**REQUIRED WORK:** Identify every line in the listing below that contains the word "railing", and copy each such line in full.

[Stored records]
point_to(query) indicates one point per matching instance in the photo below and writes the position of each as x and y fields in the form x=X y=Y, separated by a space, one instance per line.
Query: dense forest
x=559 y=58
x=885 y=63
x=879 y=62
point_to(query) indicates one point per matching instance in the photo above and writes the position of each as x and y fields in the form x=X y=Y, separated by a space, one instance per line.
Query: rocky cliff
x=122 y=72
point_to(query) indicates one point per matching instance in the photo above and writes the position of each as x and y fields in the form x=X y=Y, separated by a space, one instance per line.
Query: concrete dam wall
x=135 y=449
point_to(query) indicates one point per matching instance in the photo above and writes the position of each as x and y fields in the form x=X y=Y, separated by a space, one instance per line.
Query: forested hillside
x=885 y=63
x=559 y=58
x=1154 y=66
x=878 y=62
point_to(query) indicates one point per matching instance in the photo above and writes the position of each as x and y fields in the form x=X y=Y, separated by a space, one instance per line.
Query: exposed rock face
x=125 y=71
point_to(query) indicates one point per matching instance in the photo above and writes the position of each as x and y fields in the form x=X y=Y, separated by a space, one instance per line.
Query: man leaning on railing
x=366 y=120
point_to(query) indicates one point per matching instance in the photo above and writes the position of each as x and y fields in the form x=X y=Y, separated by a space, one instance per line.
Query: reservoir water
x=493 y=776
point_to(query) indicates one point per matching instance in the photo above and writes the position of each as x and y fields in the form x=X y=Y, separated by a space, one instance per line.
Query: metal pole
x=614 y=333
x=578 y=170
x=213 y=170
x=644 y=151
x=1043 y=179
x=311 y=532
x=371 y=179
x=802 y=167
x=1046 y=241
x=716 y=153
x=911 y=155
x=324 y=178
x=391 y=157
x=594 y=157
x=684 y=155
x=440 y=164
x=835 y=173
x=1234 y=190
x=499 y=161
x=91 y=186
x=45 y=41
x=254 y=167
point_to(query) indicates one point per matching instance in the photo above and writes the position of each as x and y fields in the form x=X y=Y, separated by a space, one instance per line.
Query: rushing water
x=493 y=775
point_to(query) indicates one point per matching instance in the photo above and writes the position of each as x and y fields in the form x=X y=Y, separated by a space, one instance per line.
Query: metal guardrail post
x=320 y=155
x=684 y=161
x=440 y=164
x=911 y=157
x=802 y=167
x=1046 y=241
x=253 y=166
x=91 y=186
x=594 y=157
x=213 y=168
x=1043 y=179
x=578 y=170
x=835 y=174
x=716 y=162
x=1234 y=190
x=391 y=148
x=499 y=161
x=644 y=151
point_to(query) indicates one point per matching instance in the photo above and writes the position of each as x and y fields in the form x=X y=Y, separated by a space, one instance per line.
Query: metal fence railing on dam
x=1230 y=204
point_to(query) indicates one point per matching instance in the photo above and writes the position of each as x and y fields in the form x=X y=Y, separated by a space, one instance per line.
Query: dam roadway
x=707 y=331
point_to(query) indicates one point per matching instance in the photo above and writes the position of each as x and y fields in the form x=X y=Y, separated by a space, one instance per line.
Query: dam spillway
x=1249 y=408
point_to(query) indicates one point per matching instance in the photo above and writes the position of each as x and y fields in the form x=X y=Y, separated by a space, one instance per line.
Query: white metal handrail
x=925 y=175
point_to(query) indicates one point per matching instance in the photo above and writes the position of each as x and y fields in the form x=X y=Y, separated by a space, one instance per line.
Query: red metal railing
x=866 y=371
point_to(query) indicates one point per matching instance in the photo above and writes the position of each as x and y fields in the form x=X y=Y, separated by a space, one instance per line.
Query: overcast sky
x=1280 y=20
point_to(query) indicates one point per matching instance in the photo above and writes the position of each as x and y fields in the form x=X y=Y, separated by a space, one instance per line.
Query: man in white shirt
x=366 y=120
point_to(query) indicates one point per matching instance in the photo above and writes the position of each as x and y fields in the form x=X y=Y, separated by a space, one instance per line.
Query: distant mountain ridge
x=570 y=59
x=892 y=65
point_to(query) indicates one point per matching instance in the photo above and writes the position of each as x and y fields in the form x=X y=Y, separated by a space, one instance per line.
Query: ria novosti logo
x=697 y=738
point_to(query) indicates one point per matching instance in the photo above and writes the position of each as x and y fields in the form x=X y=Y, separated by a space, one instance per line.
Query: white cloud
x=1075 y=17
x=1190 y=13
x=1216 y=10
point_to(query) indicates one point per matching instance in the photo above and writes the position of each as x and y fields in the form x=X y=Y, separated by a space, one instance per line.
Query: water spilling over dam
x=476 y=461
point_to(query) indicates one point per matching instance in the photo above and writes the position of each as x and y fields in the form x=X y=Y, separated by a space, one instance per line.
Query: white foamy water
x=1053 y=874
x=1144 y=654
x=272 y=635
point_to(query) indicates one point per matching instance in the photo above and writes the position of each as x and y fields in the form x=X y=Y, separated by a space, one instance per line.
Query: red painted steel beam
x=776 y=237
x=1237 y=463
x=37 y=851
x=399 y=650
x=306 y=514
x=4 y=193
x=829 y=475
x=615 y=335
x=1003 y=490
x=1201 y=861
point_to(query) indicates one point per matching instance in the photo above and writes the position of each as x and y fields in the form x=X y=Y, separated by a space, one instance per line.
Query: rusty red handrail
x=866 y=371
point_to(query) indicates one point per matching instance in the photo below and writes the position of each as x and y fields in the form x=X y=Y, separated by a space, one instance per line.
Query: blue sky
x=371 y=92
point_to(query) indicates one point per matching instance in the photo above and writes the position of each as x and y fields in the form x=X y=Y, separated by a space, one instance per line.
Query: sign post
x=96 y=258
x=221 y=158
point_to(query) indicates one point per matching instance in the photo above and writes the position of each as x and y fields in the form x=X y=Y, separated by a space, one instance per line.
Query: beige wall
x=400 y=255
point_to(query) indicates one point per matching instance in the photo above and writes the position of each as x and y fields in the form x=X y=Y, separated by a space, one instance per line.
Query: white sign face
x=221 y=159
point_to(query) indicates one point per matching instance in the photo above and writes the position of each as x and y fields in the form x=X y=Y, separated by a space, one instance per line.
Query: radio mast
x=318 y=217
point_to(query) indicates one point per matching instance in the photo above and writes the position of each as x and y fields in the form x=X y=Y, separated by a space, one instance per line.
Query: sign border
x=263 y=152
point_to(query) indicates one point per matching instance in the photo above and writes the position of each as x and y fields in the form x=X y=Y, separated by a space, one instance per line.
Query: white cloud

**TASK RESPONSE:**
Query: man leaning on railing
Query: metal fence railing on dam
Query: red metal railing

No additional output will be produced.